**Stored items:**
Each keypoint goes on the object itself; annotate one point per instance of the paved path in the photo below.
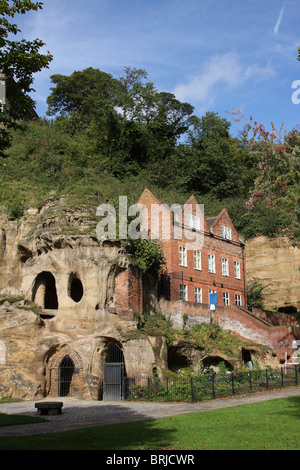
(78, 414)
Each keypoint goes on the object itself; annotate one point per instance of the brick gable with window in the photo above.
(216, 265)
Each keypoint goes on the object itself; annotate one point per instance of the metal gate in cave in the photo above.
(113, 373)
(66, 372)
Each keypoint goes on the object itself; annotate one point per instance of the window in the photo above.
(197, 259)
(182, 256)
(226, 298)
(226, 232)
(237, 269)
(183, 292)
(198, 295)
(194, 222)
(225, 269)
(211, 263)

**What needs to be done:** Print nothing but the lines from the one that contains "the window in the photo above." to the final line of the data, both included, exactly as they read.

**Answer box:**
Each keypoint goes on the object itself; annotate one point per instance of the window in the photo above.
(197, 259)
(182, 256)
(226, 298)
(226, 232)
(237, 269)
(183, 292)
(198, 295)
(194, 222)
(225, 269)
(211, 263)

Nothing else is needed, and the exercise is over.